··· Material provided

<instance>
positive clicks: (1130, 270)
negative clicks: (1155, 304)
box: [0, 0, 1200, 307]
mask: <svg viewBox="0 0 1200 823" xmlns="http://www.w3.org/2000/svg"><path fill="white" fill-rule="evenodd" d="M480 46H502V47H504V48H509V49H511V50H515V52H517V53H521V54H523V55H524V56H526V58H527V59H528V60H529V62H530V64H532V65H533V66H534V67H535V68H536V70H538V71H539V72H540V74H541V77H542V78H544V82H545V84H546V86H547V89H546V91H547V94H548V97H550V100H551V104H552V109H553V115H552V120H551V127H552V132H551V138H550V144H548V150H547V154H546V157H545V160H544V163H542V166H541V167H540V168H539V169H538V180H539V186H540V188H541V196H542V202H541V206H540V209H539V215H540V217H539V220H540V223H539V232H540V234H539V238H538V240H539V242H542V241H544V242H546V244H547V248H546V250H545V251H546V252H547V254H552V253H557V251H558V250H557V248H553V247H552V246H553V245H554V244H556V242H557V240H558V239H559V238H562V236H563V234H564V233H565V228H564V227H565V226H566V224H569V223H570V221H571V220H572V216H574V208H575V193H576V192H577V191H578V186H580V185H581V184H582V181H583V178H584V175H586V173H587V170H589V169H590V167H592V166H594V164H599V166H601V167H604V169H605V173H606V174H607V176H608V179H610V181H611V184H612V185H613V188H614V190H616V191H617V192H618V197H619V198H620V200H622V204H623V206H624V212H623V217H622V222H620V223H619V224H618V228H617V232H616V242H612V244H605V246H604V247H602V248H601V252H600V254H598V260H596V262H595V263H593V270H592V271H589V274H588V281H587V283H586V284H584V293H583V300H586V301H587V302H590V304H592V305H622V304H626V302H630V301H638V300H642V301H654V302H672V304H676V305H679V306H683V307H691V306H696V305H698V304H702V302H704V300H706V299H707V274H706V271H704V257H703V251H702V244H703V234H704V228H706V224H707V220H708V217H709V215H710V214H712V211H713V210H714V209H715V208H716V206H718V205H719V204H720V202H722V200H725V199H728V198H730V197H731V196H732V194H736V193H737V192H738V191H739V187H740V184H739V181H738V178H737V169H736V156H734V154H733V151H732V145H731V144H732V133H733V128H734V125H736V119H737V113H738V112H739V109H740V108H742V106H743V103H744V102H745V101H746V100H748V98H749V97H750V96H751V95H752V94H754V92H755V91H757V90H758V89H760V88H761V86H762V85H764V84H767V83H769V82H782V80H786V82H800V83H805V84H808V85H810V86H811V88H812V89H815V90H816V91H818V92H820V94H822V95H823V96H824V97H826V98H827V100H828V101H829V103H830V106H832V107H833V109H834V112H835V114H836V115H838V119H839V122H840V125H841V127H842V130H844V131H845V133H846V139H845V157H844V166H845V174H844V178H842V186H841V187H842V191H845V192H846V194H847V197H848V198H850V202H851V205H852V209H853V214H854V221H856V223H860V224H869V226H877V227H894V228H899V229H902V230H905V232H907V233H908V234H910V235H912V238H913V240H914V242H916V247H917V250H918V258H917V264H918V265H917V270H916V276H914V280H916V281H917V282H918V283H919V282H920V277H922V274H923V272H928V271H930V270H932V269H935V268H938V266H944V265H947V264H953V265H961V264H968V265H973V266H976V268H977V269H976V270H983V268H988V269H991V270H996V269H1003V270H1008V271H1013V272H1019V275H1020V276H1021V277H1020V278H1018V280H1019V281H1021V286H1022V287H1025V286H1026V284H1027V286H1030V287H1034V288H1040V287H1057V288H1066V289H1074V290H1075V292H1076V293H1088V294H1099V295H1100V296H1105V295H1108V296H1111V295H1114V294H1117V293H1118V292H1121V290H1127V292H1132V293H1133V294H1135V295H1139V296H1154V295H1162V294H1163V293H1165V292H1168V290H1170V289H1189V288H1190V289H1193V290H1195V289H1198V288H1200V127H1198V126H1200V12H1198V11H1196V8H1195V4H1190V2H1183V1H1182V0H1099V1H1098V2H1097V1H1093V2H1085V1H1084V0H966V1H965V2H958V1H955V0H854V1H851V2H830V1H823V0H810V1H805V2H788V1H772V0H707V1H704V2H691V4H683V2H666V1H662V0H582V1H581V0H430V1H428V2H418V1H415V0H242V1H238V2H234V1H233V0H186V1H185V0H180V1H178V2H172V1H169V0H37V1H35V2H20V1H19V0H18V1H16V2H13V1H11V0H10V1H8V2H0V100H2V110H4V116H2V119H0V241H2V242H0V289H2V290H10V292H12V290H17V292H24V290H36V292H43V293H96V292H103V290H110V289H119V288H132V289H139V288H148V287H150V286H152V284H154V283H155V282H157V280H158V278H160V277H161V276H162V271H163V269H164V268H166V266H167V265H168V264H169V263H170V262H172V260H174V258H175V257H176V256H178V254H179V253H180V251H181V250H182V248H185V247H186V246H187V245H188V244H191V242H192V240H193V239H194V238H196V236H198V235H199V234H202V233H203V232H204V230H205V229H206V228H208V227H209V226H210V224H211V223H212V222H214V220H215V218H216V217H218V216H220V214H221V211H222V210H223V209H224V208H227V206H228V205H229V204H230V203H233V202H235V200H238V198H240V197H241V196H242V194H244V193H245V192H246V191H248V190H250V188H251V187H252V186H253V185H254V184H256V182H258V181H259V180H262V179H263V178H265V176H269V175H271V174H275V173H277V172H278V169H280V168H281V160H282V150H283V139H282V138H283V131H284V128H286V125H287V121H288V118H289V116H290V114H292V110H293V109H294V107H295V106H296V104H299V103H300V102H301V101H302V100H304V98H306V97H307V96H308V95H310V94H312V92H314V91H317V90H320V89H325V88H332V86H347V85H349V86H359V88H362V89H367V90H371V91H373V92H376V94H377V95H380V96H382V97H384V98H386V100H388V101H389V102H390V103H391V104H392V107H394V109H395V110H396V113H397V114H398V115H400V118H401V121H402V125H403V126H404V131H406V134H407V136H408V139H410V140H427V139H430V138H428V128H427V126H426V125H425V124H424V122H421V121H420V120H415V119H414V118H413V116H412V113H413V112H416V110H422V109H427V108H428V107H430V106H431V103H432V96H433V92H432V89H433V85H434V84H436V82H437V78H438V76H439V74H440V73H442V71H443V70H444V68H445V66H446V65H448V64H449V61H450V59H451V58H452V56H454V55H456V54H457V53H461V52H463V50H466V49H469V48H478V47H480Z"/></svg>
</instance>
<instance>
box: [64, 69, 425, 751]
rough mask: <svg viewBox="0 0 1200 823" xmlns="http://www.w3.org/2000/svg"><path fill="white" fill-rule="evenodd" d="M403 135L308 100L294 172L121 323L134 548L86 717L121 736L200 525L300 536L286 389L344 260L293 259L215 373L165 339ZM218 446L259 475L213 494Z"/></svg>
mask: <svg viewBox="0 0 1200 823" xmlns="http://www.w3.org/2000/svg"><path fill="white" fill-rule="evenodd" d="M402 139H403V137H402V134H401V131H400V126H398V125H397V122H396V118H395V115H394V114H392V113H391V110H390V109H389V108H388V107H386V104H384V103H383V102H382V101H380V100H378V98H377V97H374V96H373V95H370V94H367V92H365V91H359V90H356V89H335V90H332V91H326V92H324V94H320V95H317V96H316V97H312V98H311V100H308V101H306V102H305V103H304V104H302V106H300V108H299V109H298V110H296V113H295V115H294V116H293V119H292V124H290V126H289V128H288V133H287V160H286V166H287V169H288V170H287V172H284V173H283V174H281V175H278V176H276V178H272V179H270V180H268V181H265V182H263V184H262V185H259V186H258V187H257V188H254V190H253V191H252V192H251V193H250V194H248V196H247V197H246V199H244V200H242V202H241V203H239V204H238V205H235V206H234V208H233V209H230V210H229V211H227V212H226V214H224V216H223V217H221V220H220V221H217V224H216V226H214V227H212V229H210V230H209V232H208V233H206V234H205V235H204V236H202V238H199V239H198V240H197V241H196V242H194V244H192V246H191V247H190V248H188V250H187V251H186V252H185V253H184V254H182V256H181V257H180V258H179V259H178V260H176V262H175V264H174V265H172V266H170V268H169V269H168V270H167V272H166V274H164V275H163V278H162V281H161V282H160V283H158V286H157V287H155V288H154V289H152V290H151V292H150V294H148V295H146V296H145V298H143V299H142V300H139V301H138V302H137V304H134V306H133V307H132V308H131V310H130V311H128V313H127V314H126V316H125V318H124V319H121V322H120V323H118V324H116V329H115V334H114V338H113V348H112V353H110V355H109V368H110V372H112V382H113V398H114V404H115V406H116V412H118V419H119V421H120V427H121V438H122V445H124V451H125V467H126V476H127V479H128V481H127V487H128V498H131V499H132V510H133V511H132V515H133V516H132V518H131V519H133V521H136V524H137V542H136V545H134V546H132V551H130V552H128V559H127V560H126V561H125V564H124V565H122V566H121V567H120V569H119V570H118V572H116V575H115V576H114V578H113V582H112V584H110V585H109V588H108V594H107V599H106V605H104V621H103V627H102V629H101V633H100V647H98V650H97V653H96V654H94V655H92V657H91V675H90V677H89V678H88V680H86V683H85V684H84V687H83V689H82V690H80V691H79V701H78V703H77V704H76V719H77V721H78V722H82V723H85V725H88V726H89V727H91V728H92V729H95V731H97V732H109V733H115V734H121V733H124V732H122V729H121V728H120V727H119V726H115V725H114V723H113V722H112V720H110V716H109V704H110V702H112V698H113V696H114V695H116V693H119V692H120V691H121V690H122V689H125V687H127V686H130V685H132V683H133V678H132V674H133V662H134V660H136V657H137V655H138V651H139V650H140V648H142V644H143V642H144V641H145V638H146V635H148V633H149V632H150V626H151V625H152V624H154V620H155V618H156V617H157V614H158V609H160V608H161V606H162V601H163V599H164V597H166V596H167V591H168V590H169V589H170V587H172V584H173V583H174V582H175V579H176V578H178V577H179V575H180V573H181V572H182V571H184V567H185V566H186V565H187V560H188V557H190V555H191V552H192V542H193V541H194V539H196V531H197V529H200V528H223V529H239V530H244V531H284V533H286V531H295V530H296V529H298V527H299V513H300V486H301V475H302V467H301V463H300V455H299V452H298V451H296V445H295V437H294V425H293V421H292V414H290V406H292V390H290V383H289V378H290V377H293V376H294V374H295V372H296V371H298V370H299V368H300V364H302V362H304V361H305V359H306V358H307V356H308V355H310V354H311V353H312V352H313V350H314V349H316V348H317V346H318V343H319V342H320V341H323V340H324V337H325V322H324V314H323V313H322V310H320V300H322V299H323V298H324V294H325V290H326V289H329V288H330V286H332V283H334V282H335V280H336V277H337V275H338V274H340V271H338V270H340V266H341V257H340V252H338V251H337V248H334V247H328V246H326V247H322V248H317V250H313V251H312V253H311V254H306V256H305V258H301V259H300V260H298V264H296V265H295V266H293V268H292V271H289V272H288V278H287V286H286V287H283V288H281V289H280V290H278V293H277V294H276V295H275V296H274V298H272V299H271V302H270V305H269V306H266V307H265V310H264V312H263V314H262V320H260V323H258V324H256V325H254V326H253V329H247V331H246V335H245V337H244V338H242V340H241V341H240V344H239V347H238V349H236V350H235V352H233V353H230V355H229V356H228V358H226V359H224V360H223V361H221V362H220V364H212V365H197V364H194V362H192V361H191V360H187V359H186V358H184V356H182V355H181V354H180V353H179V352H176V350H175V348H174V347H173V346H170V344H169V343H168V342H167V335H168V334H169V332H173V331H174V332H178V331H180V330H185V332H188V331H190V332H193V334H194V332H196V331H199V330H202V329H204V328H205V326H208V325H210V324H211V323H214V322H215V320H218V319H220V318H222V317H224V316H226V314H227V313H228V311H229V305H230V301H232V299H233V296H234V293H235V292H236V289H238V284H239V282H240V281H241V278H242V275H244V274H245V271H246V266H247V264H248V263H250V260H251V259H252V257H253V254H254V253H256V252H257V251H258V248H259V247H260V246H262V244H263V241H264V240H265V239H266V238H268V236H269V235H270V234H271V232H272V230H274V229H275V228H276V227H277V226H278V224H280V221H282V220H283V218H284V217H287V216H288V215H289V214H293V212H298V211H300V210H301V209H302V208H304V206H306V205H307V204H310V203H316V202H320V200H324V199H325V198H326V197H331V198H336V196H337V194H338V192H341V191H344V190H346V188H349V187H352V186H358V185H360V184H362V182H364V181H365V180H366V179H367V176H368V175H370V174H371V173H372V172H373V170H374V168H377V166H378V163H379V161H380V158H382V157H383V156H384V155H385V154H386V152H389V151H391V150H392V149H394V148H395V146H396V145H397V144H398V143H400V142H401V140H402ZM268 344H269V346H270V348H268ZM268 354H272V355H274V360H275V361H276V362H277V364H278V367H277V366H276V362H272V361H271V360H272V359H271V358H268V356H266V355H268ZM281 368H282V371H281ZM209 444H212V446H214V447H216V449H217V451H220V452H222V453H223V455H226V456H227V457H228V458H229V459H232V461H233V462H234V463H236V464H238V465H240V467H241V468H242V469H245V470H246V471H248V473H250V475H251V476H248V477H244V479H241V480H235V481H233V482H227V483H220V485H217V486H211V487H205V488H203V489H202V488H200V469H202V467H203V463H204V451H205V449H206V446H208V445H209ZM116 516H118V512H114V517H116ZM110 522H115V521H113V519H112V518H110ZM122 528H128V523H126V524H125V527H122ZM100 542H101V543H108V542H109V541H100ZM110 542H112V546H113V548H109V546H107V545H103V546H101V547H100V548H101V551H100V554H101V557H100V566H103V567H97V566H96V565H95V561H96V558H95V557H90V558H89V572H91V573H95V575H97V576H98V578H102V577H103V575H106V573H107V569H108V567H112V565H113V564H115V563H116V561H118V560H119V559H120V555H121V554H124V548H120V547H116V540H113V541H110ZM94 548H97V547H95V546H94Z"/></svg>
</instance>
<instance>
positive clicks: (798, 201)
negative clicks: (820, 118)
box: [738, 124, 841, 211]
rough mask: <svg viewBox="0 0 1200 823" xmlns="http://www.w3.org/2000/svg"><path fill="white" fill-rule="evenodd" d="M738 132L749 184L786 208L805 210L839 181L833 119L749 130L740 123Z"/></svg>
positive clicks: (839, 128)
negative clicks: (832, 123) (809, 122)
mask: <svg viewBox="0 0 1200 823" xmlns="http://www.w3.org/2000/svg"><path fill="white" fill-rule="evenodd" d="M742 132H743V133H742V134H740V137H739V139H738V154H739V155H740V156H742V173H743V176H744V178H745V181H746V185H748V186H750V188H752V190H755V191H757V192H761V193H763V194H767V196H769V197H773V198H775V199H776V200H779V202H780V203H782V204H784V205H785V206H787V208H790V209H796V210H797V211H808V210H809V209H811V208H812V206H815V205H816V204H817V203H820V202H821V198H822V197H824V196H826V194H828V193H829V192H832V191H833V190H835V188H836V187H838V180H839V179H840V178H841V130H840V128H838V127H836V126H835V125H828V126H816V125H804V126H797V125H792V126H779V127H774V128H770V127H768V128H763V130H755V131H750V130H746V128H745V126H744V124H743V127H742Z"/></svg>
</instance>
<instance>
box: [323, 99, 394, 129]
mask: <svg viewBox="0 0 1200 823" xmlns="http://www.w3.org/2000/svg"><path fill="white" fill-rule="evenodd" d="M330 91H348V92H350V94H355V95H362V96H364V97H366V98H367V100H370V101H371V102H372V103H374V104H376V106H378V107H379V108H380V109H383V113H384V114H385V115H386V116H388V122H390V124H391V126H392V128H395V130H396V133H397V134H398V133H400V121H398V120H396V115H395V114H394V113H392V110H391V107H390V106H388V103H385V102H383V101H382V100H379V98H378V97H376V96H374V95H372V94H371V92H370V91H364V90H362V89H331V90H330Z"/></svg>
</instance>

······

◆ **Exercise aim**: Write out, character for character, everything from the very start of the rows above through the line containing "box: [0, 0, 1200, 307]", including both ends.

◆ **Task response**:
<instance>
positive clicks: (1130, 270)
negative clicks: (1155, 304)
box: [0, 0, 1200, 307]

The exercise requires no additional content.